→ **Data for processing**
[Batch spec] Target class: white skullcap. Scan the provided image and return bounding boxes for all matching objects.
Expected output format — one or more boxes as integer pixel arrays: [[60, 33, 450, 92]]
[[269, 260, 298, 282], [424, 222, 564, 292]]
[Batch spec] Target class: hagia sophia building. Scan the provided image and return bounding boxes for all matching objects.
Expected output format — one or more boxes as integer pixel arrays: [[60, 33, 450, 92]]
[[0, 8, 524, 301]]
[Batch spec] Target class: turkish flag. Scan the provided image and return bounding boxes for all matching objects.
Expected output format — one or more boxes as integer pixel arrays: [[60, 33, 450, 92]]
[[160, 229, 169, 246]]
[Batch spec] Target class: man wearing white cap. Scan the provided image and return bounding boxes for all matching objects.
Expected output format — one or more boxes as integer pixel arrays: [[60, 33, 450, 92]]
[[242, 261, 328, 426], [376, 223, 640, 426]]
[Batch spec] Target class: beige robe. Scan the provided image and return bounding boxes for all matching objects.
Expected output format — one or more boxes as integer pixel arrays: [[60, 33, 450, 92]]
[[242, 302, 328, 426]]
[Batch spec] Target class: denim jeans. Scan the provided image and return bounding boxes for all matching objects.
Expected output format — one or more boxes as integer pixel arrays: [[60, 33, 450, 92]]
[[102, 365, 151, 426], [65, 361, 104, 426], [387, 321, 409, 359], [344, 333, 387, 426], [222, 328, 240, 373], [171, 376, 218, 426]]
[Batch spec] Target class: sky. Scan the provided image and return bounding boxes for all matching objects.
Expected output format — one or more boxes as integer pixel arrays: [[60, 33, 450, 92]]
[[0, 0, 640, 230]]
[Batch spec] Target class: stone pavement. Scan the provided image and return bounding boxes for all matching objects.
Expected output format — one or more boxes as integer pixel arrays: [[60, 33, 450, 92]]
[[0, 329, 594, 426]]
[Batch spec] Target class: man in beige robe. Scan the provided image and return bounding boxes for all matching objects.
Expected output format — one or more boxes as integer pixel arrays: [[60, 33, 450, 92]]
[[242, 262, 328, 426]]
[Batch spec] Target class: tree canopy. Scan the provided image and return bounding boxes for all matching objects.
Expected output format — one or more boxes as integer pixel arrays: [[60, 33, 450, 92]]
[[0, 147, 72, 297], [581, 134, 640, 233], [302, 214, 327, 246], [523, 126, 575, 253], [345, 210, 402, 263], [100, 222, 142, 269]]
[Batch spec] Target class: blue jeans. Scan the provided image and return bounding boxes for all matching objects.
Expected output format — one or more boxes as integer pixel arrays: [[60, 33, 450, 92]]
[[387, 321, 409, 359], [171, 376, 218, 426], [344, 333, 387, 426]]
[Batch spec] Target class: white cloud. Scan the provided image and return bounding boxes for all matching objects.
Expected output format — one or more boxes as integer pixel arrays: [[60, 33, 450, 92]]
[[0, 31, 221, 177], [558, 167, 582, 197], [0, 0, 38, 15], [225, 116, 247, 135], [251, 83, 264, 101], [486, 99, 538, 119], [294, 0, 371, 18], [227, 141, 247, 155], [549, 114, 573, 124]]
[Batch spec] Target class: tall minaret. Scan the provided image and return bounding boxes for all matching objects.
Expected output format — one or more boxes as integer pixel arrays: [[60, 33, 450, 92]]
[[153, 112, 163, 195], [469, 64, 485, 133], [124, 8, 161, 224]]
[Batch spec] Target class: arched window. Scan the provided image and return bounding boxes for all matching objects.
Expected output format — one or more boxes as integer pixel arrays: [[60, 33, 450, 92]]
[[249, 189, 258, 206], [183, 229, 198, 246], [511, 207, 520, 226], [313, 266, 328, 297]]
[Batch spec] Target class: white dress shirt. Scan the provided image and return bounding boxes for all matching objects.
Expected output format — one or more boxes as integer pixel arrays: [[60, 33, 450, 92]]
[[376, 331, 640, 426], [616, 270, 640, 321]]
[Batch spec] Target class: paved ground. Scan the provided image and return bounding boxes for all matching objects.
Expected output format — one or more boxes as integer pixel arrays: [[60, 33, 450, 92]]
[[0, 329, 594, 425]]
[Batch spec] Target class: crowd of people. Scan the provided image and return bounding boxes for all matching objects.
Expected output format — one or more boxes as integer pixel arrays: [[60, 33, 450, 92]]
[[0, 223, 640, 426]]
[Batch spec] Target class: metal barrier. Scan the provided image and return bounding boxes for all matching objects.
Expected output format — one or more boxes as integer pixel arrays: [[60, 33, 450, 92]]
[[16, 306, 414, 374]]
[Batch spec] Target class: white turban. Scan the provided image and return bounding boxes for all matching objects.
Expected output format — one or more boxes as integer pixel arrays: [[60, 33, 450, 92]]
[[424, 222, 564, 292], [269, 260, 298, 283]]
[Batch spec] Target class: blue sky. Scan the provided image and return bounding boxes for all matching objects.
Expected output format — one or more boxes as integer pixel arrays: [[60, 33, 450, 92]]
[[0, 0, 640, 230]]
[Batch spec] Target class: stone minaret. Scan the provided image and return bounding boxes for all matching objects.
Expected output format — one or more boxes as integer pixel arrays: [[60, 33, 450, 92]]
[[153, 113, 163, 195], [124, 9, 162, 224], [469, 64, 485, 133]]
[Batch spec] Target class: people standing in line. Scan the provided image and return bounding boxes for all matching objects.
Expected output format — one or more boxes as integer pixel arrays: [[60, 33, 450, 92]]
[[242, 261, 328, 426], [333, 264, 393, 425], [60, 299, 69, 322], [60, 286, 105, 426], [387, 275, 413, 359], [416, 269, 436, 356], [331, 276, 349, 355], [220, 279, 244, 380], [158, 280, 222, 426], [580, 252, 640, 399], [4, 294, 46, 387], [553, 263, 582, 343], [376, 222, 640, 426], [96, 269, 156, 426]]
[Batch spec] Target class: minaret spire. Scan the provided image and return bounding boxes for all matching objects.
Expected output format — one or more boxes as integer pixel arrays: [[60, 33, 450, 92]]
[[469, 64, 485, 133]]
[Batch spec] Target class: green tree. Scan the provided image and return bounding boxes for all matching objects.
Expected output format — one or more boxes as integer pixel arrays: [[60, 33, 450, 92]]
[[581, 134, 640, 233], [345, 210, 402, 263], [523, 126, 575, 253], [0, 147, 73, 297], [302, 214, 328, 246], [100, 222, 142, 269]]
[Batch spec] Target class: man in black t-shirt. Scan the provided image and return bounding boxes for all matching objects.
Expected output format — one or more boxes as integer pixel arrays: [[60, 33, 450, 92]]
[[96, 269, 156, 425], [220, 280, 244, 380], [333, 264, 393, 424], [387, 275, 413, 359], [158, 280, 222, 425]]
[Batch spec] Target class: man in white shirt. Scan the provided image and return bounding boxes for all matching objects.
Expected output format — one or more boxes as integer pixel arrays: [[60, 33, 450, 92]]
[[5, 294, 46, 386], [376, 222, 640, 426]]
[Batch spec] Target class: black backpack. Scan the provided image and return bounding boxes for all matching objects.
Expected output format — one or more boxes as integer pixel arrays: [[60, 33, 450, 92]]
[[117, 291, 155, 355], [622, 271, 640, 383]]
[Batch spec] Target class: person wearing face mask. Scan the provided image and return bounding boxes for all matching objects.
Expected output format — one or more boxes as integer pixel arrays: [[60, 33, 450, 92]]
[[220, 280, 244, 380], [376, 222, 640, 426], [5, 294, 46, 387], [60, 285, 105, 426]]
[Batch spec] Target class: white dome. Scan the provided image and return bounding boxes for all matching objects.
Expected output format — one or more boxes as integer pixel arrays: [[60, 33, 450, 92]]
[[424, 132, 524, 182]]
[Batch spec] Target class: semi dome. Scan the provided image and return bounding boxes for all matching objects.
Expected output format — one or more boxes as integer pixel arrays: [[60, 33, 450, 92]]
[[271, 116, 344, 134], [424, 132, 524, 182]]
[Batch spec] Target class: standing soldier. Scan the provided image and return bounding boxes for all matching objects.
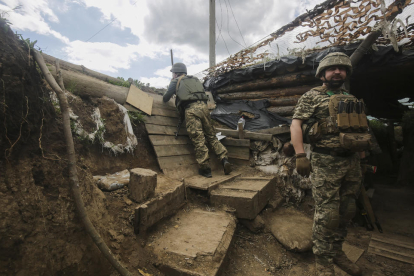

→ **Exercise aim**
Repeat the entries verbatim, starting at their first line and ending at the line that contains "[[160, 229, 169, 246]]".

→ **Solved problem**
[Batch spec] Target class: white skullcap. Scan the provided image and return bounding boxes for all matching objects.
Expected output format — one or more boxes as integer pixel arrays: [[60, 33, 450, 92]]
[[269, 260, 298, 282], [424, 222, 564, 292]]
[Batch spec] Target class: hagia sophia building. Scan the provided image and return bounding boxes for all matching objects.
Expected output format — one or more boxes as integer pixel arrays: [[60, 33, 450, 92]]
[[0, 8, 524, 301]]
[Batch spec] Target class: turkish flag. Scan the provided image and return bounding boxes for all matching objects.
Expected output format — one or more boxes as integer pixel arrays: [[60, 33, 450, 92]]
[[160, 229, 169, 246]]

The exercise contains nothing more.